ABOUT THIS TASK:
Put the stretch of the records from the line containing "For each <instance>, produce" through the line containing "positive clicks: (611, 981)" into a JSON list of strings, one string per line, skipping any blank lines.

INPUT DATA:
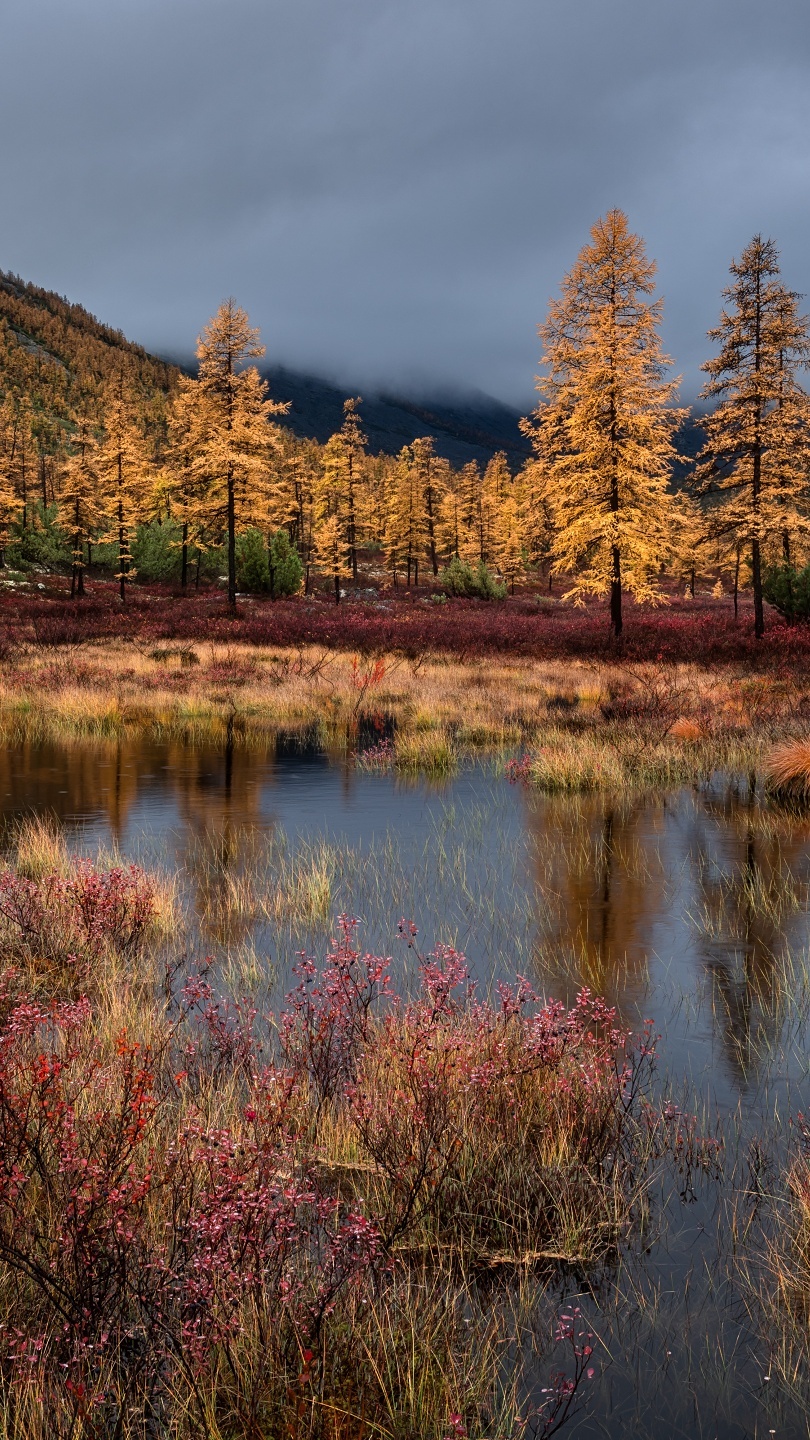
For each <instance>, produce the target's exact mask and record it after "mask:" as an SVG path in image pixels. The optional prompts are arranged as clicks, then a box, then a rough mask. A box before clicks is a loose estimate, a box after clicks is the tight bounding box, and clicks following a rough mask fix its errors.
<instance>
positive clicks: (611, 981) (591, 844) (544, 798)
* * *
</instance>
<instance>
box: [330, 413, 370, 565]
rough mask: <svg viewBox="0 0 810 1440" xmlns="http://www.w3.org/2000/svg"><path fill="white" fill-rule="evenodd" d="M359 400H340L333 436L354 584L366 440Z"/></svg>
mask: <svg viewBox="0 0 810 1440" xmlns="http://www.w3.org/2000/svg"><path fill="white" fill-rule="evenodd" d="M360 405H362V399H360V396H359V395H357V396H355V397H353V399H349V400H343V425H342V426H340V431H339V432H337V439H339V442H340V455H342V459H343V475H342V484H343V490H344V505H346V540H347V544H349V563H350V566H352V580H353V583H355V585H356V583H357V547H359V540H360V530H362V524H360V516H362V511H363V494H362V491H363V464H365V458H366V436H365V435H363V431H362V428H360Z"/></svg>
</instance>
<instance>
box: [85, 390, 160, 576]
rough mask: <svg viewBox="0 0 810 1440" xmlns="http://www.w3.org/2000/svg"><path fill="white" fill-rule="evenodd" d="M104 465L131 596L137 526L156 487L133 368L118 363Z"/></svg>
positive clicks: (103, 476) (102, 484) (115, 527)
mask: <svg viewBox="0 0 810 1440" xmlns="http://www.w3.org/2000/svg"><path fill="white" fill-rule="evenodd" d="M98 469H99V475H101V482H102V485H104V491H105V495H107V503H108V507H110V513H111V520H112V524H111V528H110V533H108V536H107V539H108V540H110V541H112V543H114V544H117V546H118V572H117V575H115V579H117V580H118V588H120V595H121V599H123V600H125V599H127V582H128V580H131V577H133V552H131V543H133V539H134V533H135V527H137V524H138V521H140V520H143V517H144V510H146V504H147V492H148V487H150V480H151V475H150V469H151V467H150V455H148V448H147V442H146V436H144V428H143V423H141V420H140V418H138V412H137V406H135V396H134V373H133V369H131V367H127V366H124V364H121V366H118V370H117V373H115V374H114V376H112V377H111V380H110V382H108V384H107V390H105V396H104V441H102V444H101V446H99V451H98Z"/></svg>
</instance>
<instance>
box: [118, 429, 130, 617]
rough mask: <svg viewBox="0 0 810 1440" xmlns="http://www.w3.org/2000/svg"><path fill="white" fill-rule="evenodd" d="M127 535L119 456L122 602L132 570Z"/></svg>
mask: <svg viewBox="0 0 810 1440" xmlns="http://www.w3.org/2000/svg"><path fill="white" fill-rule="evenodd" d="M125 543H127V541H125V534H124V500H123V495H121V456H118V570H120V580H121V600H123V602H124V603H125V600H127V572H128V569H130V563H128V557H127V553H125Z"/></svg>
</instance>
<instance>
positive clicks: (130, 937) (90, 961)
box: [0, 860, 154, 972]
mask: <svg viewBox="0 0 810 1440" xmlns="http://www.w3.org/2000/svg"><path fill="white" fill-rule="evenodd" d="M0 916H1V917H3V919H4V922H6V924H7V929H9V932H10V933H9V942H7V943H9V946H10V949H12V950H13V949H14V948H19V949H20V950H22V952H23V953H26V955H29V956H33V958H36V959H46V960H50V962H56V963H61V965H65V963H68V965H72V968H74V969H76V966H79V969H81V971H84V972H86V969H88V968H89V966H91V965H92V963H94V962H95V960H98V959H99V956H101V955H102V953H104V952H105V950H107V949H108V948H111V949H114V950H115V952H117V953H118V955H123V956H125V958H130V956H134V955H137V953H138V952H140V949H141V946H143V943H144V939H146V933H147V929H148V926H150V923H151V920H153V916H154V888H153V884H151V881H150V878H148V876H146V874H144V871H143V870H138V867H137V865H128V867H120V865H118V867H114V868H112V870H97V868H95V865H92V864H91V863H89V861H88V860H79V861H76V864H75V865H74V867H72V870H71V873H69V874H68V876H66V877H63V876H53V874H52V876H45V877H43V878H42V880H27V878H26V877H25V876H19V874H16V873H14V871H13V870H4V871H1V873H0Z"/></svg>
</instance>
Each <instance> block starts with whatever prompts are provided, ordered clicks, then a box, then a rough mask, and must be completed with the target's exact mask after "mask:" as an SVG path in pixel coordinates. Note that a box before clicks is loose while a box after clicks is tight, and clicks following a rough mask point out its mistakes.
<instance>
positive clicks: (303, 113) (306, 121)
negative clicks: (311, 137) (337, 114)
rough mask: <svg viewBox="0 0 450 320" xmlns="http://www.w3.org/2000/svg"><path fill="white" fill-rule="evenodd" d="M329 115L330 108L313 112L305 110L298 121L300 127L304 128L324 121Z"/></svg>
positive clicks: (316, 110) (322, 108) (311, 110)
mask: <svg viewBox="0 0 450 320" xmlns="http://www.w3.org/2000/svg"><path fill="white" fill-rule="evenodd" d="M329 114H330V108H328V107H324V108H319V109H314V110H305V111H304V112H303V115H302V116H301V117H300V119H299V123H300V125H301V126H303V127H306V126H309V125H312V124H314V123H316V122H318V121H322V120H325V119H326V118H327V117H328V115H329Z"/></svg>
...
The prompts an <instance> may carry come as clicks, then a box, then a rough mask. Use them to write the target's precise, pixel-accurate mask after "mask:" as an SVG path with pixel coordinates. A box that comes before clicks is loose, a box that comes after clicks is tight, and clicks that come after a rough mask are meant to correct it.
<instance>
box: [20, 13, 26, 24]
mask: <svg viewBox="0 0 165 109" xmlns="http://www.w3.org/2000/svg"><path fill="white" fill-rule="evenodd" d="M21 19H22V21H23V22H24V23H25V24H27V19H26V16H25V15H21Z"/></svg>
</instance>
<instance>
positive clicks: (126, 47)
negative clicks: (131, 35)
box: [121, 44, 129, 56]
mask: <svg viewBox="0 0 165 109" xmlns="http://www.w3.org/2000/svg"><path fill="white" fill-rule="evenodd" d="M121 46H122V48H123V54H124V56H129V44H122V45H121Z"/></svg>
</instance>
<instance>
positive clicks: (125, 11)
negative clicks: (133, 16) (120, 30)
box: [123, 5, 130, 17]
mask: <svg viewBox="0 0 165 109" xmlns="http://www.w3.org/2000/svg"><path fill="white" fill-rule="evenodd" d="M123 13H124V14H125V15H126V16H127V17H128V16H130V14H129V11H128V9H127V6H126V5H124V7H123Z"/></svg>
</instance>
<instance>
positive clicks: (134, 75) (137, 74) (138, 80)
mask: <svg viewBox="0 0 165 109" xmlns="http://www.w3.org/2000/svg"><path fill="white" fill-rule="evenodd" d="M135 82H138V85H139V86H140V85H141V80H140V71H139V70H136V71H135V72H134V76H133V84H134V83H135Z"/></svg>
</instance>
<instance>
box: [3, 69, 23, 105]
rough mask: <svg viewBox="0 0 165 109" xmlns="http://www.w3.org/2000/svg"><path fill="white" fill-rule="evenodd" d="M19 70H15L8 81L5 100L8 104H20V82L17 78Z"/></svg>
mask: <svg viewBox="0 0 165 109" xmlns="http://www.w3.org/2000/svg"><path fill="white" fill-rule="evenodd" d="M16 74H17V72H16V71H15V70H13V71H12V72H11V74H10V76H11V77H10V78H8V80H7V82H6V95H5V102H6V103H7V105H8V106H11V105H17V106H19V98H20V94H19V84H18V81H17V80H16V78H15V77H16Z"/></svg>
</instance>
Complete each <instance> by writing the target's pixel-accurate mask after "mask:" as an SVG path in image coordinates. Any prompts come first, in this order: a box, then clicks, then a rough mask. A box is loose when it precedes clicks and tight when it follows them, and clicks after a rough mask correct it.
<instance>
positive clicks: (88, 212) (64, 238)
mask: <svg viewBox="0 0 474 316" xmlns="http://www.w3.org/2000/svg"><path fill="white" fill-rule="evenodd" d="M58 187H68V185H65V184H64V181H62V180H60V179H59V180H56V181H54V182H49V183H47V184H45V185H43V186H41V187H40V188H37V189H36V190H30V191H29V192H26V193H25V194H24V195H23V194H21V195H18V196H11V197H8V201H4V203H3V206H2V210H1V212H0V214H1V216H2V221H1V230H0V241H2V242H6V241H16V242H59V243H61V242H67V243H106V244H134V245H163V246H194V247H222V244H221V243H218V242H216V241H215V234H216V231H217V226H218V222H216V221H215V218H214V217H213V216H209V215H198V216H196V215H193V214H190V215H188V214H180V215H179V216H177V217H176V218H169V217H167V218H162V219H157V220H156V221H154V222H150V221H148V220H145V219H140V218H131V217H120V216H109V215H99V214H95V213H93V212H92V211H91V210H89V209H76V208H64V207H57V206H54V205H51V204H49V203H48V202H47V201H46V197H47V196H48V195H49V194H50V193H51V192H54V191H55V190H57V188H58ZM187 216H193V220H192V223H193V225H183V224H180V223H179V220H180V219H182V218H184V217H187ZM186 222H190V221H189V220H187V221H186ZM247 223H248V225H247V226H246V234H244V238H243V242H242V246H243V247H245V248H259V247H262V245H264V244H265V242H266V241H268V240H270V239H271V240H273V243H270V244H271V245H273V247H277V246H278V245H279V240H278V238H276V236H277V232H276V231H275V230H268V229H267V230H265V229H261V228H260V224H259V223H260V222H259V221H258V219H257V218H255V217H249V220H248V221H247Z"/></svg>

OUTPUT FOR THIS TASK:
[
  "For each <instance>, produce the target's exact mask and record it after \"mask:\" as an SVG path in image pixels. The optional prompts are arranged as clicks, then a box, then a rough mask. A box before clicks is a loose estimate, a box after clicks is the tight bounding box, and clicks following a rough mask fix its errors.",
  "<instance>",
  "positive clicks: (611, 981) (591, 844) (544, 798)"
]